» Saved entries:

....................

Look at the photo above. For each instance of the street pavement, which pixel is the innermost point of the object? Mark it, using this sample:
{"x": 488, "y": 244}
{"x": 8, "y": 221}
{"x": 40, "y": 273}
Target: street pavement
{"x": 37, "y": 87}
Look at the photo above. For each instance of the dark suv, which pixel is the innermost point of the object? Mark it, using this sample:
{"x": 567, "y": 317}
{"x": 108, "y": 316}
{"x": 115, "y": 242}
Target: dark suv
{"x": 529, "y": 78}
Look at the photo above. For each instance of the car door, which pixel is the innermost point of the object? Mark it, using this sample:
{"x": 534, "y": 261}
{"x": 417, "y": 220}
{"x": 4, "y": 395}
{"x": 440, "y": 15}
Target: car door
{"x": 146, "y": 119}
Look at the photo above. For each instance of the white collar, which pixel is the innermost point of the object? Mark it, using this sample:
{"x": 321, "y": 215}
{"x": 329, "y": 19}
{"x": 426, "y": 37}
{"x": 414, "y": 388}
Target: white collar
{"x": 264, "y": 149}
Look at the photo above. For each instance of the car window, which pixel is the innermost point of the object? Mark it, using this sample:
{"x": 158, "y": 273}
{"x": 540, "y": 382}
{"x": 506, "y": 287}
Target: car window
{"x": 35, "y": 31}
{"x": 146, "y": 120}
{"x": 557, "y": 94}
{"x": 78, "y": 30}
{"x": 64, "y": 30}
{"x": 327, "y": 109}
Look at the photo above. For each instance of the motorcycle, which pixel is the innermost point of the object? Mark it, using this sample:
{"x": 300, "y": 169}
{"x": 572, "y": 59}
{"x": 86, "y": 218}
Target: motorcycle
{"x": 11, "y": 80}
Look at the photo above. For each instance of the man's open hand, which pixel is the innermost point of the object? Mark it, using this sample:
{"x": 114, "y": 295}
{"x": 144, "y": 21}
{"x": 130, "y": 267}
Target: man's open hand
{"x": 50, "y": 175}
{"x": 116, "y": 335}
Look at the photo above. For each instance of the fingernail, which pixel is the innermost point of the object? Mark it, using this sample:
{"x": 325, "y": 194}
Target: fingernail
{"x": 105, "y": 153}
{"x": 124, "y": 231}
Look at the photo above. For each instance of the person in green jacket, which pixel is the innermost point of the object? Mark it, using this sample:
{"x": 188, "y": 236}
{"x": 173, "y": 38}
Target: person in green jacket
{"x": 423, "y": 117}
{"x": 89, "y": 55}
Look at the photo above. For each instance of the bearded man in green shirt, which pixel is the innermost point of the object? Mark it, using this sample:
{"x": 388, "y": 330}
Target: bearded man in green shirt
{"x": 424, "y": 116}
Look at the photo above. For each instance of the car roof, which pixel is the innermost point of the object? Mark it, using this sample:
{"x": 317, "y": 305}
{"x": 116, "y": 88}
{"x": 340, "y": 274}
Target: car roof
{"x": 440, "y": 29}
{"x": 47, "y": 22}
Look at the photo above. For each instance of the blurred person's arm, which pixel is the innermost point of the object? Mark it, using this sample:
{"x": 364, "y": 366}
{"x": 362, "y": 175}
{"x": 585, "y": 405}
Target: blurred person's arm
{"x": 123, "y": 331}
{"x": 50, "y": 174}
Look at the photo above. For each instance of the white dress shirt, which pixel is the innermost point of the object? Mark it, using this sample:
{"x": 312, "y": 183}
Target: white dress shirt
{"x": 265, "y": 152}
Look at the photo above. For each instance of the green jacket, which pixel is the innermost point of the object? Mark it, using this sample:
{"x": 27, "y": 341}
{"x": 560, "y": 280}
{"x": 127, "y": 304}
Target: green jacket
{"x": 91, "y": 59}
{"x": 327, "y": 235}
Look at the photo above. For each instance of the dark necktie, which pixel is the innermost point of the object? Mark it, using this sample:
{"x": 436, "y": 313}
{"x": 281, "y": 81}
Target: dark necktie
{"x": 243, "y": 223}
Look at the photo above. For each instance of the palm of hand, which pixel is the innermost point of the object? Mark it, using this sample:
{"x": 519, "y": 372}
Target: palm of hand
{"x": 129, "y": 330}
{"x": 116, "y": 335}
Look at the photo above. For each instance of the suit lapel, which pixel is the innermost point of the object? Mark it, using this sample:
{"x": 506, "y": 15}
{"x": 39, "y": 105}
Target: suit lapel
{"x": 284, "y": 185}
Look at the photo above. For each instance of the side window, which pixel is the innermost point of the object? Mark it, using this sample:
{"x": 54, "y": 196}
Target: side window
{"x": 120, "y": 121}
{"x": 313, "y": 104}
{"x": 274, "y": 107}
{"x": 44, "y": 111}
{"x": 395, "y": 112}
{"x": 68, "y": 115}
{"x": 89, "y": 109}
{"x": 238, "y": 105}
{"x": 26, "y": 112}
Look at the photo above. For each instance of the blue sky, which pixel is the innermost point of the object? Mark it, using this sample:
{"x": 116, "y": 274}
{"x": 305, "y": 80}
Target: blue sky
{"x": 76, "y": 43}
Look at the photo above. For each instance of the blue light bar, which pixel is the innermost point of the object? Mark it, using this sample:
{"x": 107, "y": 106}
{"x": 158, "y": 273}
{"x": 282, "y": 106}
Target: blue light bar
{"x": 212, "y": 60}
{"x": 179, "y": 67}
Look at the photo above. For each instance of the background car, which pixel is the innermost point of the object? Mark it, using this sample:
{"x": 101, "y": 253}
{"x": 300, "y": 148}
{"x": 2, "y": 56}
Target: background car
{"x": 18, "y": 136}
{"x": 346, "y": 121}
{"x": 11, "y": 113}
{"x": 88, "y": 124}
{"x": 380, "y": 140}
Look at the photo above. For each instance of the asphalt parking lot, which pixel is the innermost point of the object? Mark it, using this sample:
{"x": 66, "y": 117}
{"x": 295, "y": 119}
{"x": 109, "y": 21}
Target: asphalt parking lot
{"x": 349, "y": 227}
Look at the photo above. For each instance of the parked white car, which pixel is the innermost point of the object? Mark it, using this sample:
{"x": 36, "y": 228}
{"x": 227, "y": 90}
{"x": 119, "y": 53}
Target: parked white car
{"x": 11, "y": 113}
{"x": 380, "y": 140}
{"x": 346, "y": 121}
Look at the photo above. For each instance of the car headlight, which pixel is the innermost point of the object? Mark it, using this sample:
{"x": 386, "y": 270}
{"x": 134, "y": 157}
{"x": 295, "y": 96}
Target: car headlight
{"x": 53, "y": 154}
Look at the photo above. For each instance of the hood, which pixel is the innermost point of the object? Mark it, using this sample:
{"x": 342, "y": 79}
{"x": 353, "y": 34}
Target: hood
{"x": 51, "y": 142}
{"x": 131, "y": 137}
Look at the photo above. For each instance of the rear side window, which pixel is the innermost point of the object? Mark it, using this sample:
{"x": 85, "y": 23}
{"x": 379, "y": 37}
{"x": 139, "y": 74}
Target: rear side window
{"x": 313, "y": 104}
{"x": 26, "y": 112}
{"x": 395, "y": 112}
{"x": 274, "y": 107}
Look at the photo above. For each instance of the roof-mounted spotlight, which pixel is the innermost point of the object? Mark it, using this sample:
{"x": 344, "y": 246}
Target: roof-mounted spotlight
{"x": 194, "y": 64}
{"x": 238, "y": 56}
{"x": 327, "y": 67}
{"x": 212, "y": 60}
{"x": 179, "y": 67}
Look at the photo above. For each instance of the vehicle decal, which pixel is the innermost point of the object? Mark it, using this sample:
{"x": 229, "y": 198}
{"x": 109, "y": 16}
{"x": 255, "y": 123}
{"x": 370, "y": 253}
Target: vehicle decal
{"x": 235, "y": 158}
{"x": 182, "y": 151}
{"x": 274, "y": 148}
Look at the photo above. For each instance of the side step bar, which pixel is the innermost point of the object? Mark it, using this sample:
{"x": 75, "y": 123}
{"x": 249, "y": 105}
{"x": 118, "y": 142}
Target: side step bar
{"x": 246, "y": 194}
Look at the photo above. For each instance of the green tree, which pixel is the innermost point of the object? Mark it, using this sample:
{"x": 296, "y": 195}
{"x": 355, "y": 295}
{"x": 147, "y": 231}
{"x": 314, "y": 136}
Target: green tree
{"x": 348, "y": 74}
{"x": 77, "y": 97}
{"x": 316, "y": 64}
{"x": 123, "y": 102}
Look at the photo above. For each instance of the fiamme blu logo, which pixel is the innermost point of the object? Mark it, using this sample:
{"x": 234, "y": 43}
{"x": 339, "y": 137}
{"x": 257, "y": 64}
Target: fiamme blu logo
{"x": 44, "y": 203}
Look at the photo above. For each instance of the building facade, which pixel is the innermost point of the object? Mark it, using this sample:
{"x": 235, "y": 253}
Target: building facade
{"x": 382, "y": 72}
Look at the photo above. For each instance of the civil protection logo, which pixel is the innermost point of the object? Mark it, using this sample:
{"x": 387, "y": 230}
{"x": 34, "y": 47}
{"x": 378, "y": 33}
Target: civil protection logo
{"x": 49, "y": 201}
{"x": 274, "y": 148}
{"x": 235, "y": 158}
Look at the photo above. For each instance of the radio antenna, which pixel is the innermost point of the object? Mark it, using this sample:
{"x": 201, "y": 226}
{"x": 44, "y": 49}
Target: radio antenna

....................

» Task goal: Report, for the data above, every line in which the string "antenna" appears.

» Result:
Look at the photo above. For each instance of the radio antenna, which pixel is the innermost point of the object? Mark it, using this sample:
Target: radio antenna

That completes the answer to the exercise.